Please filter the entries and return only the lines that include "every".
(Source information)
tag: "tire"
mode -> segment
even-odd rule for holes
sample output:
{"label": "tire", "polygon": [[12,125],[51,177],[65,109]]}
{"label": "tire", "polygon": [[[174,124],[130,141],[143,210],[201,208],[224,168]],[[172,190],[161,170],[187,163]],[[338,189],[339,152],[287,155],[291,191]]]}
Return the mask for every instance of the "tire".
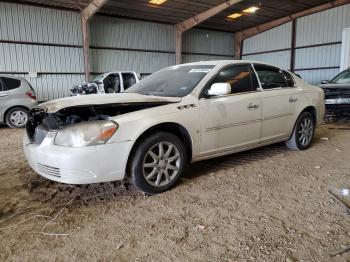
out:
{"label": "tire", "polygon": [[316,120],[309,112],[303,112],[297,119],[291,138],[286,146],[291,150],[306,150],[315,135]]}
{"label": "tire", "polygon": [[130,165],[132,182],[146,194],[163,193],[177,184],[186,159],[185,146],[177,136],[157,132],[141,141],[134,151]]}
{"label": "tire", "polygon": [[29,119],[29,111],[23,107],[14,107],[6,112],[5,122],[11,128],[23,128]]}

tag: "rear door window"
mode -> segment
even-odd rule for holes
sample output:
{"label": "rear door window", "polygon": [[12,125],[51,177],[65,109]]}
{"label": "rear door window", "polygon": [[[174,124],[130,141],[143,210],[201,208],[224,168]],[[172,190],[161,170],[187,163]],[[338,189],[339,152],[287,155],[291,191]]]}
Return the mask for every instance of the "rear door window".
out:
{"label": "rear door window", "polygon": [[123,73],[124,90],[129,89],[136,84],[136,77],[132,73]]}
{"label": "rear door window", "polygon": [[21,86],[21,81],[18,79],[3,77],[3,91],[13,90]]}
{"label": "rear door window", "polygon": [[[263,89],[275,89],[289,87],[284,72],[276,67],[266,65],[254,65]],[[294,84],[293,84],[294,85]]]}
{"label": "rear door window", "polygon": [[2,84],[1,77],[0,77],[0,92],[1,92],[1,91],[5,91],[5,90],[3,90],[3,84]]}

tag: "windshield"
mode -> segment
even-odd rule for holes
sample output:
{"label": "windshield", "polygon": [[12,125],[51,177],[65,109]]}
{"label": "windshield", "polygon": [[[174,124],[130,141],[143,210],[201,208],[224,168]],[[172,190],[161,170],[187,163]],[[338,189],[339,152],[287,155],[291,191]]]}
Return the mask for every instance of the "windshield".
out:
{"label": "windshield", "polygon": [[331,84],[350,84],[350,70],[341,72],[333,80],[331,80],[330,83]]}
{"label": "windshield", "polygon": [[143,95],[184,97],[190,94],[198,83],[215,65],[181,65],[156,72],[136,85],[127,93]]}

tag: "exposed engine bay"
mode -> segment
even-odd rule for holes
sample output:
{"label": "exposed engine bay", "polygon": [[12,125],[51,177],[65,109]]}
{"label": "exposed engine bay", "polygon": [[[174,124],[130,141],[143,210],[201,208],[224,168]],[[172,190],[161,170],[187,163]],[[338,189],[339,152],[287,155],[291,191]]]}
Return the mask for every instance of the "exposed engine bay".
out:
{"label": "exposed engine bay", "polygon": [[58,131],[69,125],[81,122],[109,120],[114,116],[165,104],[168,103],[83,105],[63,108],[55,113],[47,113],[45,107],[38,106],[30,112],[30,118],[26,126],[27,135],[31,142],[41,144],[49,131]]}

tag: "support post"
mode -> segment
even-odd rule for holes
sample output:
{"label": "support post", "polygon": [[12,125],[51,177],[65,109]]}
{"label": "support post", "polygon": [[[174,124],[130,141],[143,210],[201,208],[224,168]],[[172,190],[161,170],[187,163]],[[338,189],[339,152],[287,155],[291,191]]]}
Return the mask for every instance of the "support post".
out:
{"label": "support post", "polygon": [[182,63],[182,34],[183,31],[175,26],[175,61],[177,65]]}
{"label": "support post", "polygon": [[108,0],[92,0],[90,4],[81,11],[81,25],[83,31],[83,54],[85,80],[90,78],[90,19],[102,8]]}
{"label": "support post", "polygon": [[175,26],[175,51],[176,51],[176,64],[181,64],[182,60],[182,35],[185,31],[199,25],[200,23],[208,20],[209,18],[217,15],[218,13],[226,10],[227,8],[241,2],[242,0],[228,0],[224,3],[217,5],[203,13],[192,16]]}
{"label": "support post", "polygon": [[290,52],[290,71],[294,73],[295,70],[295,47],[297,41],[297,20],[292,21],[292,43]]}
{"label": "support post", "polygon": [[240,33],[235,33],[234,35],[234,51],[235,51],[235,59],[241,60],[242,59],[242,45],[243,45],[243,38]]}
{"label": "support post", "polygon": [[88,82],[90,78],[90,30],[89,20],[84,16],[81,17],[81,24],[83,30],[83,54],[84,54],[84,72],[85,81]]}

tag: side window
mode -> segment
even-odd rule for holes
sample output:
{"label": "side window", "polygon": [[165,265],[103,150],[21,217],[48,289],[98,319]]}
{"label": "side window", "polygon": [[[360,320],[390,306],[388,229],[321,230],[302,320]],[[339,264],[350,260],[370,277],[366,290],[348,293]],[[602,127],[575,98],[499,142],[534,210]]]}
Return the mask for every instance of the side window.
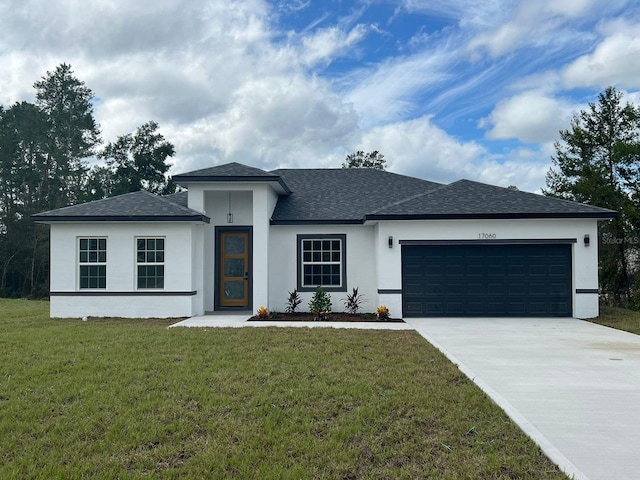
(End Source information)
Finished exercise |
Return the mask for every instance of the "tire".
Return the mask for every instance of the "rear door window".
Return the mask for every instance of the "windshield".
Return the mask for every instance of the "exposed engine bay".
Return the mask for every instance of the "support post".
Return the mask for every instance of the side window.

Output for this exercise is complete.